### Task
Update the material from its start through the line containing "point(402, 61)" by replacing "upper floor window" with "second-story window", leaving everything else unchanged.

══════

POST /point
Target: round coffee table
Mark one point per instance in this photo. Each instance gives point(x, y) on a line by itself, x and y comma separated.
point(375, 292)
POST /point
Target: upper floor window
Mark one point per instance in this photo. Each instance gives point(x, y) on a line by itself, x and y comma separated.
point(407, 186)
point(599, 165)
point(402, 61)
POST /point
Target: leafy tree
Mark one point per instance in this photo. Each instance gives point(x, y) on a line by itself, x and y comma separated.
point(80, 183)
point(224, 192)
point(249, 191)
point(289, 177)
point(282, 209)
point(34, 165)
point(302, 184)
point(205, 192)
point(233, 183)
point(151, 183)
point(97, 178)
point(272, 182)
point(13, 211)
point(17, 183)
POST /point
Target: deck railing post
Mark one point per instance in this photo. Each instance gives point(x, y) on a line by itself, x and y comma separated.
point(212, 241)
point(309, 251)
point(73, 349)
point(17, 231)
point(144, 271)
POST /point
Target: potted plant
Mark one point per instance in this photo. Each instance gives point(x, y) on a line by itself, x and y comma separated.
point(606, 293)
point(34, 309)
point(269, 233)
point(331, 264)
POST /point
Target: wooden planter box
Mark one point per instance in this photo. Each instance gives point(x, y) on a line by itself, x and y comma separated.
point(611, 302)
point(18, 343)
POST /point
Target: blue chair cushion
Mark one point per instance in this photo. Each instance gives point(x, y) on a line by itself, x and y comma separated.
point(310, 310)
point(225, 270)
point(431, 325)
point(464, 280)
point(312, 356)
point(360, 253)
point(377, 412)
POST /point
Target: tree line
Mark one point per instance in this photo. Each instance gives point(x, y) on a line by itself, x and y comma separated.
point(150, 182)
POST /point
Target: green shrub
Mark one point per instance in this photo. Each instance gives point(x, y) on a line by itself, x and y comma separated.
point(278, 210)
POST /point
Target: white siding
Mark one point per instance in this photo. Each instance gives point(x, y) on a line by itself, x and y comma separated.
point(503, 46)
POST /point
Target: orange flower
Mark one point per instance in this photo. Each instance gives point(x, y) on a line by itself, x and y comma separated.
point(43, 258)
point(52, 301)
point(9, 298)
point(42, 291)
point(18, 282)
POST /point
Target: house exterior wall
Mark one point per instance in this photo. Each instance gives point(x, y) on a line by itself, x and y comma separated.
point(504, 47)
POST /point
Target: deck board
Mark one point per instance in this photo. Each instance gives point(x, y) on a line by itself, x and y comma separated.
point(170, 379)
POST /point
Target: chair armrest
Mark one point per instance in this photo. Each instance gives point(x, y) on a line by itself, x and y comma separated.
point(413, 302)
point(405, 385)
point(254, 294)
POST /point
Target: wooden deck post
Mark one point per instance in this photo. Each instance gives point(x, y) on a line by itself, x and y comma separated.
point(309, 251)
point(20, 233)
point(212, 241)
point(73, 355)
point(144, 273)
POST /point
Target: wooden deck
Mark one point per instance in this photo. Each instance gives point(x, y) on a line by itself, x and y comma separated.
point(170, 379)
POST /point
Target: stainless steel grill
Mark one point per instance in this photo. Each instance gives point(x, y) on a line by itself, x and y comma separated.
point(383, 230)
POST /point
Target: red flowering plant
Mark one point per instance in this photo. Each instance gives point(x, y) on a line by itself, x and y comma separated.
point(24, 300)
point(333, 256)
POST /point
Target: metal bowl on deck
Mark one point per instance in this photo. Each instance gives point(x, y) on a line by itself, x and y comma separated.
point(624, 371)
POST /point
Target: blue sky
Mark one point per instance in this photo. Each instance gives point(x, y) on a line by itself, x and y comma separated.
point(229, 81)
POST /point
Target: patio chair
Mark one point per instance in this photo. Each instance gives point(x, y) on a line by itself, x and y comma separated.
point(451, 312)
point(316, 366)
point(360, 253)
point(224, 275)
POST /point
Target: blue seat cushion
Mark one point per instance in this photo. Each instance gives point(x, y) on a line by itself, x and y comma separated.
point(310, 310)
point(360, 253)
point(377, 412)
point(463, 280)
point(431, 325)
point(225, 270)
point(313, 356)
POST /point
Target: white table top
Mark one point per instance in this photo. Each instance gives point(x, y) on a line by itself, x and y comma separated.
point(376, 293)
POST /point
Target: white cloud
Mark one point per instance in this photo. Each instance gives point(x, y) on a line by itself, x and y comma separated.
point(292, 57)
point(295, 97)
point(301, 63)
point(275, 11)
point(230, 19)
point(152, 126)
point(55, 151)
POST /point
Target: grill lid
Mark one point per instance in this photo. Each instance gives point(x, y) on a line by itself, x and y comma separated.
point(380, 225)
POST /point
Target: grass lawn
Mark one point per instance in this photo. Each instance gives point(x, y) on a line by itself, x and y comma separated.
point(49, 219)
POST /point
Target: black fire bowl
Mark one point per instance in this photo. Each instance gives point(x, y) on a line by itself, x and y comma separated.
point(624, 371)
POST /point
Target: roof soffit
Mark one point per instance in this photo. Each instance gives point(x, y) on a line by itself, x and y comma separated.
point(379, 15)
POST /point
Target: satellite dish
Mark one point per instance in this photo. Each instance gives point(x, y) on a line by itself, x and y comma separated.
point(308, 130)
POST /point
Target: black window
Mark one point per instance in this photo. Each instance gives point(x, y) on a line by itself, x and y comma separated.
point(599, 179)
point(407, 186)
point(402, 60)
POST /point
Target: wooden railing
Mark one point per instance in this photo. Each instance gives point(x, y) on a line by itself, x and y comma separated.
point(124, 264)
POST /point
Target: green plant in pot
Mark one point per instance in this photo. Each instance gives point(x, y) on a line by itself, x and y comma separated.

══════

### Task output
POST /point
Target: round coffee table
Mark one point per instance in this photo. Each instance gives point(x, y) on a line by itself, x and y comma separated.
point(375, 292)
POST /point
Target: second-story window
Mark one point per instance in this photo. Each instance gives point(x, y) on a line by itself, x and y comma separated.
point(407, 186)
point(599, 165)
point(402, 61)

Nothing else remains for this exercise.